::: Document text

A Chinese peasant goes to town on capitalism

A villager from western China, Qi Xuewu headed east in search of a better life, joining 140 million ambitious migrant workers.

|
Peter Ford/The Christian Science Monitor
Style: Qi Xuewu, a former cotton farmer, left his village in China's far west in search of a brighter future – and found it as a hairdresser and salon owner.
|
Jacky Zhao/Newscom
Opportunity: Migrant workers display their residence permits for Shenzhen, one of several factory towns in southern China.

China has been transformed beyond recognition since the ruling Communist party decided 30 years ago this week to abandon Maoism, build a market economy, and dismantle the "bamboo curtain" that had isolated the country from most of the world. This series explores what "reform and opening" has meant to the everyday lives of six individuals.

SHENZHEN, CHINA – It is hard to imagine Qi Xuewu, with his flowing locks, immaculately pleated shirt front, pinstripe trousers, and patent leather loafers, as a cotton farmer.

Mr. Qi could not imagine himself as a cotton farmer either. After laboring for only 18 months in his father's fields near China's border with Kazakhstan he packed his bags in 1999 and like 140 million other migrant workers, set off in search of a better life.

Qi, however, had no intention of following his fellow villagers who had "gone out" to construction sites and sweatshops on China's booming east coast. Setting his sights higher, he went to hairdressing school, which he saw as a passport to freedom.

"I knew that if I learned to become a really good stylist I could go anywhere in China with my scissors, and nobody could stop me," he says, tossing his fashionably cut hair out of his eyes.

::::::
::: Data extract

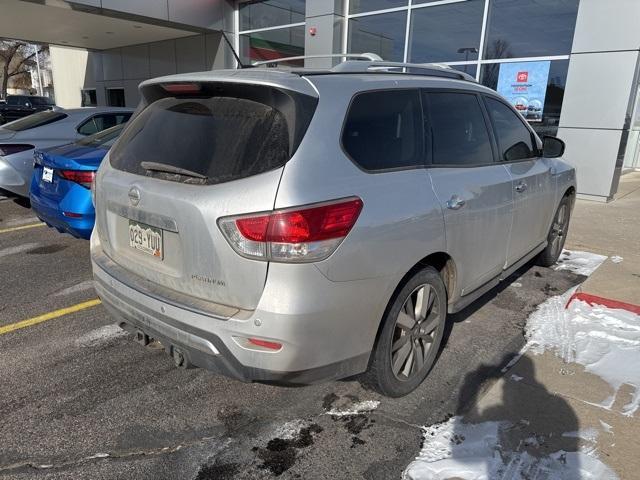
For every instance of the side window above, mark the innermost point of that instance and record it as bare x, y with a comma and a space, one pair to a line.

::::::

## Jobs
**a)** In the migrant worker article, rewrite the passage that begins at the words "China has been" and stops after "a better life.", putting "wheat farmer" wherever "cotton farmer" appears.
**b)** According to the migrant worker article, in what year did Qi Xuewu pack his bags and leave his father's fields?

## Task-by-task outputs
**a)**
China has been transformed beyond recognition since the ruling Communist party decided 30 years ago this week to abandon Maoism, build a market economy, and dismantle the "bamboo curtain" that had isolated the country from most of the world. This series explores what "reform and opening" has meant to the everyday lives of six individuals.

SHENZHEN, CHINA – It is hard to imagine Qi Xuewu, with his flowing locks, immaculately pleated shirt front, pinstripe trousers, and patent leather loafers, as a wheat farmer.

Mr. Qi could not imagine himself as a wheat farmer either. After laboring for only 18 months in his father's fields near China's border with Kazakhstan he packed his bags in 1999 and like 140 million other migrant workers, set off in search of a better life.

**b)** 1999